● EXERCISE REQUIREMENTS:
1. According to the Castletown rugby club page, whose employees formed Ronaldsway Rugby Club?
2. Rewrite everything from "The first official" down to "of players increased." in the Castletown rugby club page, substituting "members" for "players".

● EXCERPTED PASSAGE:
= = =
Castletown Rugby Club
- Full name: Castletown Rugby Union Football Club
- Union: Cheshire RFU
- Nickname: Town
- Location: Castletown, Isle of Man
- Ground: Poulsom Park
- Chairman: John Grimshaw
- President: Garry Logan
- Coach: Nick Dale
- Captain: Matt Quine
- League: Manx Shield
- 2012-13: 3rd

= Castletown R.U.F.C. =

Rugby union football club in Castletown, Isle of Man

Castletown R.U.F.C. is a Rugby union football club in Castletown, Isle of Man.

== History ==
The club traces its roots back to the late 1960s, when a rugby club, Ronaldsway Rugby Club, was formed by employees of the Ronaldsway Aircraft Company.

The first official outing for the new-formed club was the Douglas Rugby Club Easter Sevens competition in 1967, held in the grounds of King Williams College. There were just seven players for their debut, but things improved over the following weeks and months, and the number of players increased.
= = =
[Boundary labeling items]
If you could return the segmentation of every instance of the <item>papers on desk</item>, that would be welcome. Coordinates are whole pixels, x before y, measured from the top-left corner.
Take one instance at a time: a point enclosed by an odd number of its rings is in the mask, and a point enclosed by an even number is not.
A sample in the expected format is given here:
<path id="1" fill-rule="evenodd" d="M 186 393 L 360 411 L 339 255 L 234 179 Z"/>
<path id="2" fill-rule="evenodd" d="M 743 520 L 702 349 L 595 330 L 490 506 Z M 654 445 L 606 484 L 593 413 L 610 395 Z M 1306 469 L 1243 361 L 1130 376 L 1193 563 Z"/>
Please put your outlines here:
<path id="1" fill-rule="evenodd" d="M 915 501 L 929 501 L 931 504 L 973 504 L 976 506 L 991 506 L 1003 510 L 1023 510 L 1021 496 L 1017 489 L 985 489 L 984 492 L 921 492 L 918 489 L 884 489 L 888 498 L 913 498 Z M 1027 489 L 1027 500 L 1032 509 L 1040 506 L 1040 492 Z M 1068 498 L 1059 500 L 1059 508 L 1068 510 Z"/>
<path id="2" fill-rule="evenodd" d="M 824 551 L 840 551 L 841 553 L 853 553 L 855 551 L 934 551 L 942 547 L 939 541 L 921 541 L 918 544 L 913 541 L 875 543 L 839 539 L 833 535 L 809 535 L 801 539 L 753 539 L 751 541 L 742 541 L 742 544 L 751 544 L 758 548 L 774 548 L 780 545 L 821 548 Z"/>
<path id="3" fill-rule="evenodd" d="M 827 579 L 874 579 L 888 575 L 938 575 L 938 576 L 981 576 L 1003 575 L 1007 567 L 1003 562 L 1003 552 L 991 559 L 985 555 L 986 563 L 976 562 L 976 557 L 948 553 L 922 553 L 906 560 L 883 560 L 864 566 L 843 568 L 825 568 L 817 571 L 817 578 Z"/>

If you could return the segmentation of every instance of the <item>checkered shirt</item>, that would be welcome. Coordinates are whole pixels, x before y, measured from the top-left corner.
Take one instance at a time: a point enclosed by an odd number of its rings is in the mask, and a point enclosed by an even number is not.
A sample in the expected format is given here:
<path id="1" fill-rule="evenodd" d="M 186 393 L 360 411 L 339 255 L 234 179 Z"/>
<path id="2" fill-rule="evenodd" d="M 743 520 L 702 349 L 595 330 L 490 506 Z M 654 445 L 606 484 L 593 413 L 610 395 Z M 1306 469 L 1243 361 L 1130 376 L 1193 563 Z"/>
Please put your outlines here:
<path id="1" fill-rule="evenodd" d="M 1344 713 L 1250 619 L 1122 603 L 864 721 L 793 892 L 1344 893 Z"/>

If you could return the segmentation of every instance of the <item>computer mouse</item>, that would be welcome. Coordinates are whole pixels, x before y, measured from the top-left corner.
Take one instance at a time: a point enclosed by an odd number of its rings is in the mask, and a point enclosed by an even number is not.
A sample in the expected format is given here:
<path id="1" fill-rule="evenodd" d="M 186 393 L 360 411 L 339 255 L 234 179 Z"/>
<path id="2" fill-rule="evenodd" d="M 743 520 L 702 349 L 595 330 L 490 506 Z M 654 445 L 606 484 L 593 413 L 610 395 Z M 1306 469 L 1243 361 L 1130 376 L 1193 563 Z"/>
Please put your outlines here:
= = =
● ANSWERS BY TASK:
1. Employees of the Ronaldsway Aircraft Company.

2.
The first official outing for the new-formed club was the Douglas Rugby Club Easter Sevens competition in 1967, held in the grounds of King Williams College. There were just seven members for their debut, but things improved over the following weeks and months, and the number of members increased.